## Passage
(begin)

It's Enactment Time!: High-fidelity Enactment Stage for Accessible Automated Driving System Technology Research
Aaron Gluck, Hannah Solini, Julian Brinkley · 2022 · Proceedings of the 24th International ACM SIGACCESS Conference on Computers and Accessibility (ASSETS '22) · doi:10.1145/3517428.3551351
Summary
This pictorial paper documents the iterative design and construction of a high-fidelity enactment stage for researching accessible autonomous vehicle (AV) technology with older adults and people with disabilities. Autonomous vehicles hold transformative potential for people who cannot currently drive — including blind people, older adults, and those with physical disabilities — yet current AV development focuses on occupants who can already drive. Since fully autonomous Level 5 vehicles are not available for research use (companies like Waymo and GM Cruise operate them only in limited geographic areas), the researchers at Clemson University developed user enactment as a method to explore AV accessibility. User enactment combines brainstorming with bodystorming, allowing participants to physically act out interactions with emerging technologies they have no prior experience using. The paper traces three iterations of the enactment stage. The first study used a low-fidelity setup: blue painter's tape outlining an SUV footprint with six chairs inside, tested with 10 older adult participants. The second study added props, foam core board labels for tracking changes, and tri-fold display boards for the vehicle front and rear, with 30 older adult participants across seven groups who iteratively modified the design. The final high-fidelity stage was modeled on the GM Cruise Origin ridesharing AV, chosen for its wheelchair-accessible sliding doors, flexible seating layout, and spacious interior for HMI exploration.

(end)

## Work to complete
(1) Pick out every row that contains the string "white", and treat uppercase and lowercase as different.
(2) Carry on the summary of the autonomous vehicle enactment stage from its last sentence.
The passage and the rows that follow come from unrelated sources.

## Supplied data
(begin)

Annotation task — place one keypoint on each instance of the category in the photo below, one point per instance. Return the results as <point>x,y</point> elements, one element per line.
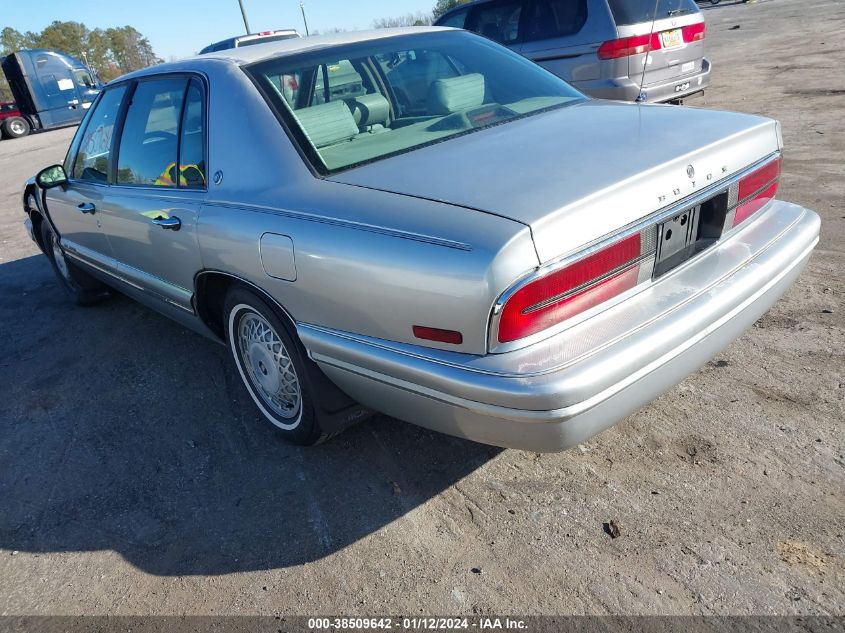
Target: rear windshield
<point>266,38</point>
<point>627,12</point>
<point>354,104</point>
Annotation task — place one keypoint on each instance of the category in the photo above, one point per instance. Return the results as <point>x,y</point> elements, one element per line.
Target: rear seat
<point>327,124</point>
<point>340,121</point>
<point>371,112</point>
<point>455,94</point>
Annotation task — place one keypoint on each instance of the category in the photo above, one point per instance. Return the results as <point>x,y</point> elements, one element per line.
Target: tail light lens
<point>693,32</point>
<point>541,303</point>
<point>578,287</point>
<point>627,46</point>
<point>755,190</point>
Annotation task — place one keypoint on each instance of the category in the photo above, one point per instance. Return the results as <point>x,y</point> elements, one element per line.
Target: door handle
<point>171,224</point>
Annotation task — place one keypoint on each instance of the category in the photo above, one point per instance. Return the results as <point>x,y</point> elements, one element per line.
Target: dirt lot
<point>136,477</point>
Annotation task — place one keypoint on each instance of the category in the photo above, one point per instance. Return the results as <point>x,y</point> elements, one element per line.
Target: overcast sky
<point>182,27</point>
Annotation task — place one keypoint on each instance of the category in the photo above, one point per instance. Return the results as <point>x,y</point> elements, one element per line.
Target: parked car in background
<point>376,242</point>
<point>601,47</point>
<point>51,90</point>
<point>252,38</point>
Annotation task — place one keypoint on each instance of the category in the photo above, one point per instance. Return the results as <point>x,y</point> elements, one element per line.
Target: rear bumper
<point>558,392</point>
<point>627,89</point>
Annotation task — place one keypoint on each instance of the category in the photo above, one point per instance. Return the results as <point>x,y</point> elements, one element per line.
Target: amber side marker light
<point>436,334</point>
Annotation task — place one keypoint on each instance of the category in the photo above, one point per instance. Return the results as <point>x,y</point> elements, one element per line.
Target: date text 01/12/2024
<point>416,623</point>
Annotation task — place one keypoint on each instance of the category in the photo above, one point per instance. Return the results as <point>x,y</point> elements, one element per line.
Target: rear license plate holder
<point>672,39</point>
<point>676,240</point>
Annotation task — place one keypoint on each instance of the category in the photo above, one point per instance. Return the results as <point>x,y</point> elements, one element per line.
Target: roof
<point>258,52</point>
<point>268,50</point>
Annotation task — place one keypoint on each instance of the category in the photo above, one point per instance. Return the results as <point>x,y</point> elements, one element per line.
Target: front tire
<point>16,127</point>
<point>80,287</point>
<point>271,363</point>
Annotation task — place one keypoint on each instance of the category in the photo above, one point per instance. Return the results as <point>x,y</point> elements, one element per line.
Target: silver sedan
<point>423,223</point>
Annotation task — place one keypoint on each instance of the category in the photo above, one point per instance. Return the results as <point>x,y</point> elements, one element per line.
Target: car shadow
<point>122,430</point>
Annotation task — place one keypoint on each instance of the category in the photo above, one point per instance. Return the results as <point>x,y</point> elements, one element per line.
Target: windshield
<point>626,12</point>
<point>353,104</point>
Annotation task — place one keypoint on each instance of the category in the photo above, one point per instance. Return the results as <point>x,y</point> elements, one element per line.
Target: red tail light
<point>627,46</point>
<point>571,290</point>
<point>694,32</point>
<point>756,189</point>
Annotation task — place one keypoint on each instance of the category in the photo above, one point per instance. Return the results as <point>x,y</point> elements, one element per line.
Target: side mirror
<point>53,176</point>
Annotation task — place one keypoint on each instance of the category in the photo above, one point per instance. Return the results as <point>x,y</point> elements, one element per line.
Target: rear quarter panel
<point>366,261</point>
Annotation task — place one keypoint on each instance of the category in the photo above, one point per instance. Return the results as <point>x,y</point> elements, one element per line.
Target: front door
<point>150,212</point>
<point>76,209</point>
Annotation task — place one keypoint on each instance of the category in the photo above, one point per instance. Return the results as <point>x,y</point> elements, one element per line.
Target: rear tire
<point>80,287</point>
<point>272,365</point>
<point>16,127</point>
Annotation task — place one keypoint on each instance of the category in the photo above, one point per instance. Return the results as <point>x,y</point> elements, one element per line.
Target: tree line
<point>109,52</point>
<point>420,18</point>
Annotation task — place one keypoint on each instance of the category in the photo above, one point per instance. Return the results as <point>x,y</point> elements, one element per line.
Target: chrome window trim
<point>493,344</point>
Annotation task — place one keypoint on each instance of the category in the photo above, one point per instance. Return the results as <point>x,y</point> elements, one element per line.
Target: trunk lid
<point>578,173</point>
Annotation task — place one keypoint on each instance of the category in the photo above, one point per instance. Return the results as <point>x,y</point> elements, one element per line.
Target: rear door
<point>150,211</point>
<point>75,209</point>
<point>564,35</point>
<point>677,43</point>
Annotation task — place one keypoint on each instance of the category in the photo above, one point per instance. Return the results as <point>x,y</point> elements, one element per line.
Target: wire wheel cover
<point>269,366</point>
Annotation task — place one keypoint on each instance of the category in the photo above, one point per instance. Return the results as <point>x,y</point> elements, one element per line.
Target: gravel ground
<point>136,477</point>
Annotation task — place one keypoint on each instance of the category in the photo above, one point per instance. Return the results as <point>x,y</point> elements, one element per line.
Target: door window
<point>456,20</point>
<point>84,79</point>
<point>499,22</point>
<point>549,19</point>
<point>149,143</point>
<point>92,159</point>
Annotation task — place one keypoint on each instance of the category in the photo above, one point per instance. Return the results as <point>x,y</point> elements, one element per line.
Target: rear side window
<point>548,19</point>
<point>456,20</point>
<point>498,21</point>
<point>92,159</point>
<point>192,139</point>
<point>149,141</point>
<point>626,12</point>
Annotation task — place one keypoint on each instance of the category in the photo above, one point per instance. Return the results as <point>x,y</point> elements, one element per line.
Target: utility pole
<point>243,14</point>
<point>304,19</point>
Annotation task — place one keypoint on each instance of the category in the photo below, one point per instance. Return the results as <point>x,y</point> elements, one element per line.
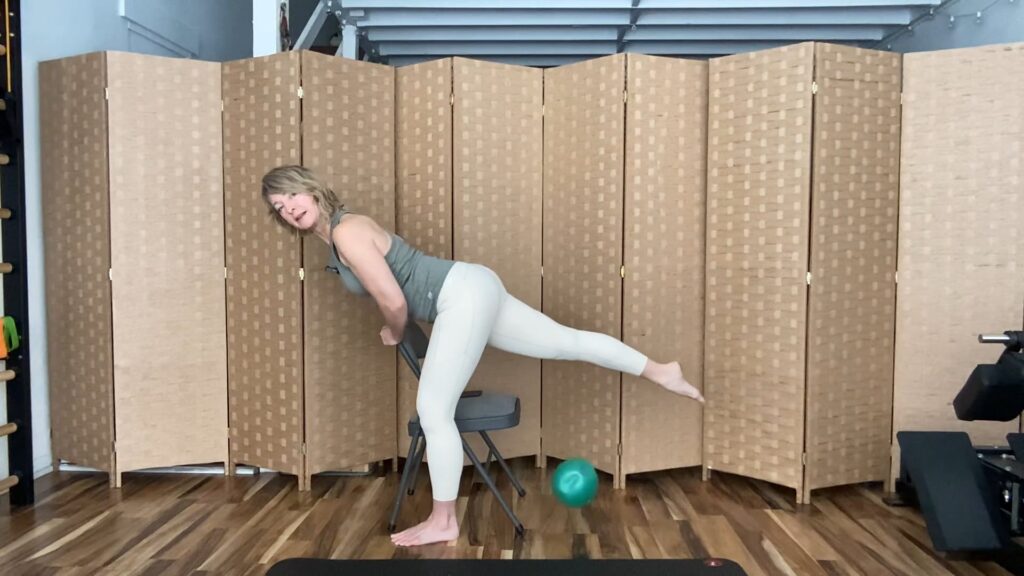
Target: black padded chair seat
<point>486,412</point>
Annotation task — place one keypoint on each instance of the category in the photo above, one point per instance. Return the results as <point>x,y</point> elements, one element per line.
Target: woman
<point>469,309</point>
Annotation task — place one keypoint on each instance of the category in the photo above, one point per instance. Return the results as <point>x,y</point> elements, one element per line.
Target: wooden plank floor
<point>189,524</point>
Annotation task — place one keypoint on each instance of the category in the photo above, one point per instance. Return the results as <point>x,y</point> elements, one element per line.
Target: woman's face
<point>300,210</point>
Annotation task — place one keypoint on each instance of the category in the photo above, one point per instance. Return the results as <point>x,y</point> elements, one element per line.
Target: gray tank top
<point>419,276</point>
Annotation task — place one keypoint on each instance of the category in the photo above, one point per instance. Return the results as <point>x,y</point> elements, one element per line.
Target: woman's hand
<point>387,337</point>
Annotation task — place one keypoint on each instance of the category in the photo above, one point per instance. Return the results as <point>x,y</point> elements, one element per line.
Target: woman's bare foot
<point>440,526</point>
<point>670,376</point>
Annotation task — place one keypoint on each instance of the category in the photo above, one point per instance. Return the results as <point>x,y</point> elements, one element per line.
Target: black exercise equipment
<point>972,497</point>
<point>475,412</point>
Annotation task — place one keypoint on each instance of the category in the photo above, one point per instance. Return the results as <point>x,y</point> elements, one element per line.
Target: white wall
<point>211,30</point>
<point>1001,22</point>
<point>266,38</point>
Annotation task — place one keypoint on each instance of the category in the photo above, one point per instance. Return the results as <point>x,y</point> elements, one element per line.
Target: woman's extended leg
<point>467,305</point>
<point>521,329</point>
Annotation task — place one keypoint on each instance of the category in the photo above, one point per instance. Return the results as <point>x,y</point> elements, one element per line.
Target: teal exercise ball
<point>574,483</point>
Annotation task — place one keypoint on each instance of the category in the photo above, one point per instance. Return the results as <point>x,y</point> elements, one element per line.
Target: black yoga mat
<point>320,567</point>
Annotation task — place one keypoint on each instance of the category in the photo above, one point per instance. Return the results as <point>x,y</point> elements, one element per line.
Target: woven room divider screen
<point>469,187</point>
<point>961,250</point>
<point>311,387</point>
<point>113,214</point>
<point>802,201</point>
<point>799,150</point>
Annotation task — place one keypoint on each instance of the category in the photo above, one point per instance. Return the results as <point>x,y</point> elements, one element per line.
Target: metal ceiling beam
<point>707,48</point>
<point>417,17</point>
<point>756,33</point>
<point>506,48</point>
<point>780,4</point>
<point>611,4</point>
<point>851,16</point>
<point>504,58</point>
<point>488,4</point>
<point>497,33</point>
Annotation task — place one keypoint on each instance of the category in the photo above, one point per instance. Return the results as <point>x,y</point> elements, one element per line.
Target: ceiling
<point>557,32</point>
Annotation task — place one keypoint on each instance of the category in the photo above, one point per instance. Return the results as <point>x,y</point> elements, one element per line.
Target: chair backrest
<point>413,346</point>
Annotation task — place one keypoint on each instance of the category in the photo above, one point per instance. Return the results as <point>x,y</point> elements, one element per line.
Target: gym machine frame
<point>972,497</point>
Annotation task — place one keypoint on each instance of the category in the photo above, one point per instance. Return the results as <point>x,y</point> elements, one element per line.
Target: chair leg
<point>494,489</point>
<point>502,463</point>
<point>403,483</point>
<point>417,460</point>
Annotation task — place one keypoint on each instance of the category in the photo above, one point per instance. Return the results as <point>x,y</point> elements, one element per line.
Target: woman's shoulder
<point>352,227</point>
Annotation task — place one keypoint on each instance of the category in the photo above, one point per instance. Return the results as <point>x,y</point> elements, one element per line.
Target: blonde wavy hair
<point>293,179</point>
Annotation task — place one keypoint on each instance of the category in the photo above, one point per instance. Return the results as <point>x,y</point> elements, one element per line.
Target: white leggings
<point>473,311</point>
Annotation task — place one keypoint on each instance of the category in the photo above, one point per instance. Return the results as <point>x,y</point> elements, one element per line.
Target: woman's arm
<point>355,242</point>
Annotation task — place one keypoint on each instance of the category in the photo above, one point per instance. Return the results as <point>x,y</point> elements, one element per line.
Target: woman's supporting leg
<point>467,304</point>
<point>521,329</point>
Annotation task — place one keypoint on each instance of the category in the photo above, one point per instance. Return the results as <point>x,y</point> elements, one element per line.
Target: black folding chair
<point>476,412</point>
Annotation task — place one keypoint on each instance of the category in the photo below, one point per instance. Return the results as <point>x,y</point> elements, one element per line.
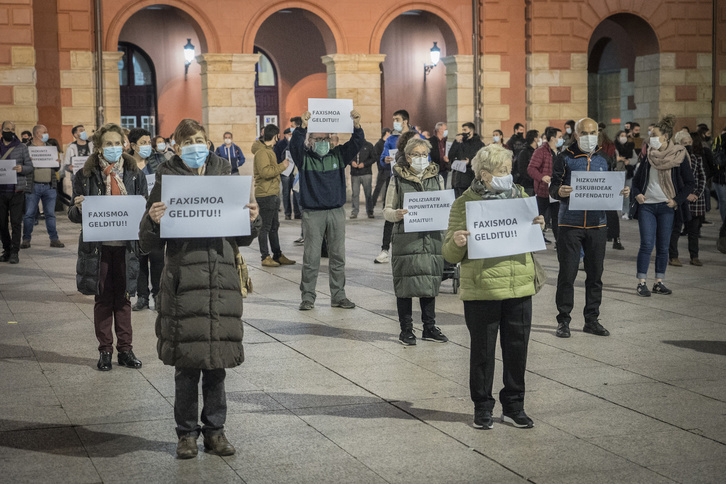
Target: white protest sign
<point>8,175</point>
<point>427,211</point>
<point>150,182</point>
<point>501,228</point>
<point>597,190</point>
<point>115,217</point>
<point>330,115</point>
<point>205,206</point>
<point>44,156</point>
<point>77,163</point>
<point>459,165</point>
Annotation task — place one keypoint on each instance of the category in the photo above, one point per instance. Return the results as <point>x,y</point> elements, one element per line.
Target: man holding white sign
<point>581,229</point>
<point>46,163</point>
<point>12,194</point>
<point>497,283</point>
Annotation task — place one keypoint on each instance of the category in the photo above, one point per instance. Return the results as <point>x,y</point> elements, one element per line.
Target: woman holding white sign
<point>416,259</point>
<point>199,326</point>
<point>108,270</point>
<point>497,294</point>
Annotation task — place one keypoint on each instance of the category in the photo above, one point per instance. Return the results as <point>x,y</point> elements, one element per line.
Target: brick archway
<point>385,20</point>
<point>206,32</point>
<point>248,40</point>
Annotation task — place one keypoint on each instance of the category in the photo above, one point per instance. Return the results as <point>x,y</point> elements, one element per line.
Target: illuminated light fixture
<point>188,56</point>
<point>435,57</point>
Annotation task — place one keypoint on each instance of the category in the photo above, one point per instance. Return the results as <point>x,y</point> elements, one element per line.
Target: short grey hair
<point>414,143</point>
<point>490,159</point>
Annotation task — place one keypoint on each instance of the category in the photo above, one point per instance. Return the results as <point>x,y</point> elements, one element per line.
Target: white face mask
<point>419,163</point>
<point>588,143</point>
<point>502,183</point>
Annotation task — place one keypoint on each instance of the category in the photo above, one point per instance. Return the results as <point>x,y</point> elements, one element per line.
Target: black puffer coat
<point>199,304</point>
<point>91,182</point>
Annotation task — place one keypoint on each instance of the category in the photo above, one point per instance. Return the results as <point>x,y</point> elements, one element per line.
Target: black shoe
<point>407,338</point>
<point>594,327</point>
<point>128,359</point>
<point>563,330</point>
<point>643,290</point>
<point>518,419</point>
<point>141,303</point>
<point>659,288</point>
<point>483,419</point>
<point>432,333</point>
<point>104,362</point>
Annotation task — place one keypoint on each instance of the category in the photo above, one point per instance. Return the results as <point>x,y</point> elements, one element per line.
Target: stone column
<point>111,87</point>
<point>459,91</point>
<point>18,93</point>
<point>358,77</point>
<point>228,99</point>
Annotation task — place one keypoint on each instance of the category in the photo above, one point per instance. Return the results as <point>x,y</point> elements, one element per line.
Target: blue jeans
<point>655,221</point>
<point>47,194</point>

(end)

## Written answers
(1)
Target: white wall
Target: white leggings
Target: white protest sign
Target: man holding white sign
Target: woman holding white sign
Target: white face mask

(2)
Key findings
The high-fidelity enactment stage measures 14 feet long, 7 feet high (6 feet interior), and 6 feet wide, constructed from lumber, plywood, and foam core board with screen door material simulating tinted glass. Critical accessibility features include an over-engineered floor supporting 600+ pounds per square foot for powered wheelchairs, and a metal ramp (5 feet long, 3 feet wide) meeting ADA rise-over-run requirements. The interior walls are covered with metallic paper, enabling magnetic foam core widgets — labeled in both text and Braille — representing interaction devices like levers, buttons, keypads, and microphones that participants can freely place, rearrange, and remove. The stage features moveable seating, two sets of sliding doors, a working trunk, and spaces for installing computers or digital devices. An internal pilot study was conducted as part of the U.S. Department of Transportation's Inclusive Design Challenge for Autonomous Vehicle Accessibility, using a touch-screen HMI and wearable device along with a floor-projected map showing the vehicle's position. A research team member with low vision successfully entered, interacted with, and exited the stage, confirming its accessibility and usability. Future plans include adding augmented reality projectors and more sophisticated HMI systems.
Relevance
This work addresses a fundamental methodological challenge in accessible technology research: how do you study the accessibility of technology that doesn't yet exist in usable form? The user enactment approach with high-fidelity staging offers a practical solution that the broader HCI and accessibility research community can adopt. For accessibility practitioners, the paper demonstrates the importance of including disabled people and older adults in the design of autonomous vehicles now, before inaccessible design patterns become entrenched — a concern the authors explicitly raise, noting that AV human-machine interfaces are being developed without standardization or accessibility features. The detailed construction documentation, including accessibility-specific decisions like wheelchair-rated flooring and Braille-labeled magnetic widgets, provides a replicable blueprint for other research groups. The iterative process — from tape on the floor to a full-scale vehicle mockup — also models how to progressively increase research fidelity while maintaining participant engagement throughout.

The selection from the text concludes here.